=== The task ===
Copy nothing but the lines below running from the line containing "indicate the red trim" through the line containing "indicate the woman's", both end lines included.

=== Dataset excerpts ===
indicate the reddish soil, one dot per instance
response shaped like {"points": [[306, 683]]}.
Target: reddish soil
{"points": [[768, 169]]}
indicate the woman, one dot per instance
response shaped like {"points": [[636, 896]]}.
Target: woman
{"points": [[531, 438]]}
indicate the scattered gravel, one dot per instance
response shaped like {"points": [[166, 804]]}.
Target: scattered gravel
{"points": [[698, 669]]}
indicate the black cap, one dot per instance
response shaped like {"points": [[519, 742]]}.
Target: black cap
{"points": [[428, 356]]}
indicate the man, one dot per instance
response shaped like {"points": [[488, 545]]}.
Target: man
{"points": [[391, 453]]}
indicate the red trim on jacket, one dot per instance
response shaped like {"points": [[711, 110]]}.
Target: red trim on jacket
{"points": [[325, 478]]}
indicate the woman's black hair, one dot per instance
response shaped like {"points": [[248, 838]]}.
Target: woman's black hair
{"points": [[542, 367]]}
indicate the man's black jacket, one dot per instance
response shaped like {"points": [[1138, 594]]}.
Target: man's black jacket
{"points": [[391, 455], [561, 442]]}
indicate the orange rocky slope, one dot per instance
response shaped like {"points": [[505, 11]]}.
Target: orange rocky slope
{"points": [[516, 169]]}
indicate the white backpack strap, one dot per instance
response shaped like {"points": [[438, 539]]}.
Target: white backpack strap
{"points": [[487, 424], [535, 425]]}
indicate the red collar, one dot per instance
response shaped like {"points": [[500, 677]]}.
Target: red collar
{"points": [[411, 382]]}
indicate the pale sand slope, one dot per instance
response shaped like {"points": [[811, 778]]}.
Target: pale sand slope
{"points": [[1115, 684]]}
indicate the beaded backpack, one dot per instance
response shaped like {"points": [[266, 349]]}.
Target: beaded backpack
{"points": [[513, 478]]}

=== Problem solution ===
indicate the red trim on jacket, one dot per instance
response shaped like {"points": [[711, 110]]}.
Target: red trim on jacket
{"points": [[325, 478]]}
indicate the woman's black hair, one dot per instance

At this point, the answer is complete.